┌─ Text segment
Jeremy Prince joined the Sigfox corporate office, headquartered in France, as Chief Strategy Officer in 2018. In this role, he worked closely with Ludovic Le Moan, CEO and co-founder of Sigfox on key initiatives and the company strategy.  As part of the Sigfox Executive Committee, he was in charge of Sigfox Spain, Sigfox Germany and Sigfox USA. In order to strengthen and accelerate the business in the U.S., Jeremy was appointed to President of Sigfox USA in 2019, while remaining on the Sigfox Corporate Executive Committee.  Recently, he was promoted again and named CEO of the Sigfox Group. 

Interested in connecting with Jeremyon how 2020 changed IoT? Reach out on Linkedin!

Sigfox is the 0G network pioneer and the world’s leading Internet of Things (IoT) service provider. Sigfox offers a unique combination of ultra-low cost and ultra-low power technologies supported by a global network, enabling businesses to gain visibility and track their assets worldwide. With more than 17 million connected devices and 60 million messages sent a day, Sigfox helps its customers to extract crucial data at the lowest total cost and to accelerate their digital transformation in key areas such as Asset Tracking and Supply Chain. ISO 9001 certified and surrounded by a large ecosystem of partners and IoT key players, Sigfox was founded in 2010 and is headquartered in Toulouse, France, with offices in Boston, Dallas, Dubai, Madrid, Paris, Sao Paulo, Singapore and Tokyo. Follow Sigfox on Twitter!

Key Questions and Topics from this Episode:

1:15 Jeremy Prince introduction
1:44 Sigfox Introduction
5:22 Logistics and Supply Chain
6:00 COVID impact and vaccination supply
7:30 Michelin Container tracking case study
8:45 Building Management, Commercial Facilities
11:07 State of the IoT Industry Analysis
12:06 French Insurance Company case study
13:40 Air quality
15:40 The Phoenix Fund Project in Puerto Rico
19:10 Cannabis and Agriculture IoT
20:30 Final Thoughts with Jeremy Prince on how 2020 changed IoT


Transcript:

- [Ken] This is the IoT For All Media Network. Hello friends in IoT. Welcome to Let's Connect, the newest podcast in the IoT For All Media Network. I am Ken Briodagh Editorial Director for IoT For All and your host. If you enjoy this episode, please remember to like subscribe, rate, review, and comment at all your favorite podcasting platforms. And to keep up with all the IoT insights you need, visit IoT for all.com. Before we get into our episode, the IoT market will surpass $1 trillion in the next few years. Is your business ready to capitalize on this new and growing trend, use leverage is powerful IoT solutions development platform to efficiently create turnkey IoT products that you can white label and resell under your own brand. Help your customers increase operational efficiency improve customer experience, or even unlock new revenue streams with IoT. To learn more, go to IoT changes everything.com that's IoT changes everything.com. Now let's connect. My guest today is Jeremy Prince of Sigfox. And we're gonna be talking about, well a lot of things today. We're gonna get pretty broad, but first Jeremy welcome to the show.
└─
┌─ Data extracts
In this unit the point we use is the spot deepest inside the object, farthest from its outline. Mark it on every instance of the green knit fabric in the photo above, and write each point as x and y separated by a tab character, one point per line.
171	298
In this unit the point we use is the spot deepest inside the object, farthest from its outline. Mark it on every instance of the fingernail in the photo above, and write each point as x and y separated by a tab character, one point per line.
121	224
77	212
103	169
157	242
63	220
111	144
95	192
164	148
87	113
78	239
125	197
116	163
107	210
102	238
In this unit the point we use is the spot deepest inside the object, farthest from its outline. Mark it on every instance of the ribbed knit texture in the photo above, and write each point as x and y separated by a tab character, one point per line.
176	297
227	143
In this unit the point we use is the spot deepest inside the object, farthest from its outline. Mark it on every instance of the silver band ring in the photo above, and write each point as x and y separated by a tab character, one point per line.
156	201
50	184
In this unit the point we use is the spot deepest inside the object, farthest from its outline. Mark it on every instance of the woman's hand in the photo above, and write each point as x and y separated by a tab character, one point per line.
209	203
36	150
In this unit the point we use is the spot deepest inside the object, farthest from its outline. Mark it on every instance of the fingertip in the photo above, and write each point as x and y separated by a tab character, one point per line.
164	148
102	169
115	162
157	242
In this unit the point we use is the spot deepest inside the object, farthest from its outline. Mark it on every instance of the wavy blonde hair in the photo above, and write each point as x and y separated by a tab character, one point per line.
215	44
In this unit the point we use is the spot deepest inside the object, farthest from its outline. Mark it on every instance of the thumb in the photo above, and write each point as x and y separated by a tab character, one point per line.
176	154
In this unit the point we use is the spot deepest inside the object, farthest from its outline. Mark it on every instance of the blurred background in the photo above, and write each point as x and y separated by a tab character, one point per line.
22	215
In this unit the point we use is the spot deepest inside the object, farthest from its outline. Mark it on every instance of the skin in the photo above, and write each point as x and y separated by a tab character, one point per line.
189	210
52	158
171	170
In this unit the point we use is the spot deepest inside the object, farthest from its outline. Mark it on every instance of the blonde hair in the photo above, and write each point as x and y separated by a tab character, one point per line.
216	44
└─
Task to carry out:
Continue the podcast transcript with Jeremy Prince of Sigfox, starting right after the host's welcome.

Exercise response:
- [Jeremy] Thank you very much. Thank you for having me always a pleasure.

- [Ken] The pleasure is mine. It's always great to talk to you and I am glad to bring you into our newest show here, but before we jump in in case some of the listeners aren't familiar with you or with Sigfox somehow, because I don't know maybe they're new to the IoT. Can you give us a little bit of your background and sort of what home base is for Sigfox?

- [Jeremy] Okay, so usual joke, as you can hear, I'm a pure Texan. So more seriously. I moved to the US from Europe where I was with Sigfox in France. I moved to the US about a year and a half and Sigfox for people that aren't aware of who we are and what we do. So it's a company that was founded 10 years ago in France. A network and a technology for IoT based on an old technology. So how to do new with old bits that use radio technology. We like to see it as the basis of all the networks. And, you know, you've got 3G, 4G, 5G well, we are zero G because we like to see ourselves as simple, robust and frugal. And for a lot of IoT Applications, that brings a lot of benefits.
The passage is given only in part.